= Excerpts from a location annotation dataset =
----
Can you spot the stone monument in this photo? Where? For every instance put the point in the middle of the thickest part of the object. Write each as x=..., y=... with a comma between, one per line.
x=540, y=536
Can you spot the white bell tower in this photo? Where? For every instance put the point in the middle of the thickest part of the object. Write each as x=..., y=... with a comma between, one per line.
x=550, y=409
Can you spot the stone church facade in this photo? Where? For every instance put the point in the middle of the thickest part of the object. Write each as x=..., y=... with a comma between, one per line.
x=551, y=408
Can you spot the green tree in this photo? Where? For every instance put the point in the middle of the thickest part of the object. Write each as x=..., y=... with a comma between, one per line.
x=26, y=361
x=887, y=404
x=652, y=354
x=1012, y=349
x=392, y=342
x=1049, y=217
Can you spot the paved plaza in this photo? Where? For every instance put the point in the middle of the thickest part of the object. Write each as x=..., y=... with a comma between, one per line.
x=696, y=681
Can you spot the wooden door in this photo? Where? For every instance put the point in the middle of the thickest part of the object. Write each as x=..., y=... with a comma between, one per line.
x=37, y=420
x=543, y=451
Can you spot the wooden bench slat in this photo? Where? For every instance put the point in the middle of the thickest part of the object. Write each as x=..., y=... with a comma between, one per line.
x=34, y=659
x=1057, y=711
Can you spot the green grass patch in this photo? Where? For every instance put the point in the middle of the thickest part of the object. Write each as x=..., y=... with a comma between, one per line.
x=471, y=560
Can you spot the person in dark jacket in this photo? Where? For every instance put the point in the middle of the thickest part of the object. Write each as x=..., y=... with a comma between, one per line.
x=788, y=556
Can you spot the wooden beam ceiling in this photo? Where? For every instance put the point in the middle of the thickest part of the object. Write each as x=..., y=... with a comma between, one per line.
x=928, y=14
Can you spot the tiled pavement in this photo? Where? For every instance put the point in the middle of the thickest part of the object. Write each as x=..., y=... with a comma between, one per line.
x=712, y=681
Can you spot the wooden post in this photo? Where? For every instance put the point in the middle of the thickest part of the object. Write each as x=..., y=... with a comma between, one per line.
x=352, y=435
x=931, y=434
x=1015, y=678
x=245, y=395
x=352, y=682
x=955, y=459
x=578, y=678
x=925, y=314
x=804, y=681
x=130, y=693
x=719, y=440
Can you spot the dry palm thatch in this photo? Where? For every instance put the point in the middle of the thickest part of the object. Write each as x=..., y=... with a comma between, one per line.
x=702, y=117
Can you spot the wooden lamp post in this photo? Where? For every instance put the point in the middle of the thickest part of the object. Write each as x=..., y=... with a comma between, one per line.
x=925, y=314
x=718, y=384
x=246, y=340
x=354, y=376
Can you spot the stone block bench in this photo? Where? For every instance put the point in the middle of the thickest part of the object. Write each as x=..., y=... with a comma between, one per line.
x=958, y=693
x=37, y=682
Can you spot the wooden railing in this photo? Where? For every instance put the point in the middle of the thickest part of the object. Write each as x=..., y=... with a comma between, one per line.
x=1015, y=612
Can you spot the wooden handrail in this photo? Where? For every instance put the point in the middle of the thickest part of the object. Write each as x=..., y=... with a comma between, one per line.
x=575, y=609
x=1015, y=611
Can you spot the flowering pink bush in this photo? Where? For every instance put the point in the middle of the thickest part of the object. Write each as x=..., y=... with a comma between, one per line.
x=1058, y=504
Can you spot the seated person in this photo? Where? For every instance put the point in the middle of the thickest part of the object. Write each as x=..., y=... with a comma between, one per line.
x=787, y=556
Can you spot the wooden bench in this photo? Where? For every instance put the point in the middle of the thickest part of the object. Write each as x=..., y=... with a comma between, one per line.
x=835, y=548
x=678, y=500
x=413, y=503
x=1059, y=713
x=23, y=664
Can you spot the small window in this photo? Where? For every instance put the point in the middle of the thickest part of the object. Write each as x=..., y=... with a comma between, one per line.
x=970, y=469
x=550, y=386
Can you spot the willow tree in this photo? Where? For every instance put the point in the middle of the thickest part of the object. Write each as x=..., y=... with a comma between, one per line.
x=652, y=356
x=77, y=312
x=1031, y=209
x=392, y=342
----
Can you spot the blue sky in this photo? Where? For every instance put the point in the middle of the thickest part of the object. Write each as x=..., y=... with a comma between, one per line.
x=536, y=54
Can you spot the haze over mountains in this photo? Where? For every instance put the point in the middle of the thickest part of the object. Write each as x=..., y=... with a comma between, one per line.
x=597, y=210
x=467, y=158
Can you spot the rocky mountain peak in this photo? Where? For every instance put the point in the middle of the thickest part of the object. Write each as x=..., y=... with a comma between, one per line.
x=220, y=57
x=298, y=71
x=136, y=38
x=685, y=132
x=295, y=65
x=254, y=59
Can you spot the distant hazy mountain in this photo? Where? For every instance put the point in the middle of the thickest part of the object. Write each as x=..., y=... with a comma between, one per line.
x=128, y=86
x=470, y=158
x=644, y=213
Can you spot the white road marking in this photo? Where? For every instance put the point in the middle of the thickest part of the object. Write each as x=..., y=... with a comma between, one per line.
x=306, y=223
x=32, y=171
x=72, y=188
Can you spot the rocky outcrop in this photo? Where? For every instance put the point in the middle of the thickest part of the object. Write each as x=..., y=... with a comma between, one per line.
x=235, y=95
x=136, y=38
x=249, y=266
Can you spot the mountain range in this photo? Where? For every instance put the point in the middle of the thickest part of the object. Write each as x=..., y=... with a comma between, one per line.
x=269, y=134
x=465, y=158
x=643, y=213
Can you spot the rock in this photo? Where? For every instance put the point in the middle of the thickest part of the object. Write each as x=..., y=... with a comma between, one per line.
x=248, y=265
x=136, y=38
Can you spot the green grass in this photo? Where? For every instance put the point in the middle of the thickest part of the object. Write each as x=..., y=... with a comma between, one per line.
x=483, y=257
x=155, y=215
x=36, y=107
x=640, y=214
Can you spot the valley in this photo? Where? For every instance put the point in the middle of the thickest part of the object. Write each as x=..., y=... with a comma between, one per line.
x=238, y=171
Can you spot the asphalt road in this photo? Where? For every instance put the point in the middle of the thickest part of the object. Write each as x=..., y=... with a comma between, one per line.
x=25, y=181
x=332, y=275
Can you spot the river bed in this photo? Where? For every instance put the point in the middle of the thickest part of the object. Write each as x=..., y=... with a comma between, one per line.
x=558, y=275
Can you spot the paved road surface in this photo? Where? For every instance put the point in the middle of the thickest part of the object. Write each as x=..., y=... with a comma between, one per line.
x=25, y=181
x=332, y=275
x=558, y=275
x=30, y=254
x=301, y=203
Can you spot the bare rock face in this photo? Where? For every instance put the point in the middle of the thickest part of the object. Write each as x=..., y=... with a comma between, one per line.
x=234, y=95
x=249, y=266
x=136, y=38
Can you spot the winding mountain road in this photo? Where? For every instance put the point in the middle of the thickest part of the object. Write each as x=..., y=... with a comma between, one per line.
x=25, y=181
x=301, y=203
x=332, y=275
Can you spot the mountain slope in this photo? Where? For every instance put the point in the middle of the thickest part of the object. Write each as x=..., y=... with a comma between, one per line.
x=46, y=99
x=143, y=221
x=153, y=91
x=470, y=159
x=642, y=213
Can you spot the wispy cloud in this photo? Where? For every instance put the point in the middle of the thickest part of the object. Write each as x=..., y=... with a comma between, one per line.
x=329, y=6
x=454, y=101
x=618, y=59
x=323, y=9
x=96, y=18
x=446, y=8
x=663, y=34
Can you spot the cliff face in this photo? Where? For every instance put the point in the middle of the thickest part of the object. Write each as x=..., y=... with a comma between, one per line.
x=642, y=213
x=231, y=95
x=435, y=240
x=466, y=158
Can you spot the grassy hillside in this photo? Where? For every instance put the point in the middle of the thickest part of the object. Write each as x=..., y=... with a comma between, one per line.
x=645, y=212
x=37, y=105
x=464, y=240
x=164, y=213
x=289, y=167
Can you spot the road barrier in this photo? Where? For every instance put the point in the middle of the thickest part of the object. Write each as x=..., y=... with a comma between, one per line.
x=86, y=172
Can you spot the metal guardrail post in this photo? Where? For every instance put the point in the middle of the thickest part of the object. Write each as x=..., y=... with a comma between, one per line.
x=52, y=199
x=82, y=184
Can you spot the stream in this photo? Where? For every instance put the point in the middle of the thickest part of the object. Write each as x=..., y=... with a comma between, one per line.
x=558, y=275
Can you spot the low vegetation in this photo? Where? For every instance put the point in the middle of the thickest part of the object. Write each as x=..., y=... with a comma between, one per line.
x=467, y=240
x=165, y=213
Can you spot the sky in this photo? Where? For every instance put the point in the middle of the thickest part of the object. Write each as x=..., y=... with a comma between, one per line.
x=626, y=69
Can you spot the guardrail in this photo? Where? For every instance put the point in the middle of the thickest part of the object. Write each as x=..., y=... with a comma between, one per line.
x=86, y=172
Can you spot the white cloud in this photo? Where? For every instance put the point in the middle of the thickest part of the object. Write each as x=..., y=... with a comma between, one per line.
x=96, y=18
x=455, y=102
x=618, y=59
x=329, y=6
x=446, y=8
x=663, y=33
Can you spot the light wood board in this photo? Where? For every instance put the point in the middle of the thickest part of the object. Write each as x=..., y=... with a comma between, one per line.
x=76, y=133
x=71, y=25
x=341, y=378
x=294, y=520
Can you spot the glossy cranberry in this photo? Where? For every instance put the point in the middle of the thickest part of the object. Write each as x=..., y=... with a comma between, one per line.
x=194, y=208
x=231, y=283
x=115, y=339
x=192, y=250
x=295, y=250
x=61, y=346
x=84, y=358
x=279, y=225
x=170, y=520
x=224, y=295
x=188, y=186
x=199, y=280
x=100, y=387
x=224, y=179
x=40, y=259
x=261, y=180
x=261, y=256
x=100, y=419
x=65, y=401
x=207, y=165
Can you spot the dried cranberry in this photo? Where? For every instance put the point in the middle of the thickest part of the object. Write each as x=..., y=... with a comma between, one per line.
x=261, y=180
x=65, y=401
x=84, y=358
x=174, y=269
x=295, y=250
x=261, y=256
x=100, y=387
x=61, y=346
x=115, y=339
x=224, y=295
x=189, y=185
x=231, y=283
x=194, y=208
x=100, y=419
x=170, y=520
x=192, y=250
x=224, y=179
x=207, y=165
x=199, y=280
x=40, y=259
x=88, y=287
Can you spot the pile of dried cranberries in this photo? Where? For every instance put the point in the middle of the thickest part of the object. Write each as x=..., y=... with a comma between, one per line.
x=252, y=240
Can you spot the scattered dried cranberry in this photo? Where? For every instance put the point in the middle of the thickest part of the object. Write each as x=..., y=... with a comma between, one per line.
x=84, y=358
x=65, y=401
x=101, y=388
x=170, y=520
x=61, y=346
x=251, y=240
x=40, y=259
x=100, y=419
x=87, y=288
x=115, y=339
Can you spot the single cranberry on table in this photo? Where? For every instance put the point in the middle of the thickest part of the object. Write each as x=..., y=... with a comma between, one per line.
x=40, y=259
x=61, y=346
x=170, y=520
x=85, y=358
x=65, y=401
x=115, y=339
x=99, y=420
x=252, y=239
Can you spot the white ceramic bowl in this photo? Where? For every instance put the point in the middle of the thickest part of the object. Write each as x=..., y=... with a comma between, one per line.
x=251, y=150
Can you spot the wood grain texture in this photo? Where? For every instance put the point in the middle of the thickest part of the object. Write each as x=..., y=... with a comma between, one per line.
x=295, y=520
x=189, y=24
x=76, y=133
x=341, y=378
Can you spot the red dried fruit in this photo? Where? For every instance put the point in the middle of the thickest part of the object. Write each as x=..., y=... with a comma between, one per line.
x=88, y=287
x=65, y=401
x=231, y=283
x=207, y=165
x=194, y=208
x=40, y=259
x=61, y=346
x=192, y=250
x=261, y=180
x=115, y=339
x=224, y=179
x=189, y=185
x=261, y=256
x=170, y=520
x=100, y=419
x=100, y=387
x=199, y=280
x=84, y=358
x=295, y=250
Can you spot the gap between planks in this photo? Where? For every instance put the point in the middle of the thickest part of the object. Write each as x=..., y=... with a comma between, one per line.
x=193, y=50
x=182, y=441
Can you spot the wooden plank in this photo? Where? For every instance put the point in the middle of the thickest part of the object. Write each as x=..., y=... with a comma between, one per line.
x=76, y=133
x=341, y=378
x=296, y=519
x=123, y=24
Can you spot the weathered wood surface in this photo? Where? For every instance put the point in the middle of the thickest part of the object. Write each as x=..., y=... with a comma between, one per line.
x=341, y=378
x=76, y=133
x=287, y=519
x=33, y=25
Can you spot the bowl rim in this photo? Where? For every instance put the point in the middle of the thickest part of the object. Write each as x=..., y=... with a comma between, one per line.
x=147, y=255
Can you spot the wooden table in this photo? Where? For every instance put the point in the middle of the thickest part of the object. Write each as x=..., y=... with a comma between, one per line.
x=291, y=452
----
= WHAT THE TASK ASKS =
Retype the items from the line with "Can you spot the glossy" to the line with "x=252, y=240", keeping both of those lines.

= EXPECTED ANSWER =
Can you spot the glossy cranberry in this photo? Where? For every instance put the point in the middle of the thickest part of the object. Write each as x=..., y=... with a comma between, one per line.
x=194, y=208
x=231, y=283
x=115, y=339
x=192, y=250
x=295, y=250
x=61, y=346
x=84, y=358
x=279, y=225
x=170, y=520
x=224, y=295
x=188, y=186
x=199, y=280
x=100, y=387
x=224, y=179
x=40, y=259
x=261, y=180
x=261, y=256
x=100, y=419
x=65, y=401
x=207, y=165
Can you spot the dried cranberry in this photo? Where? For every instance put the point in the middle of the thickest part of the object. Write each as x=..., y=... with a comma between, one per line.
x=261, y=180
x=65, y=401
x=84, y=358
x=174, y=269
x=295, y=250
x=261, y=256
x=100, y=387
x=61, y=346
x=115, y=339
x=224, y=295
x=189, y=185
x=231, y=283
x=194, y=208
x=100, y=419
x=170, y=520
x=192, y=250
x=224, y=179
x=207, y=165
x=199, y=280
x=40, y=259
x=88, y=287
Can you spot the pile of dried cranberries in this photo? Where? For every instance put the point in the middle of the thickest part of the object. Write each as x=..., y=... with a comma between, one per line.
x=252, y=240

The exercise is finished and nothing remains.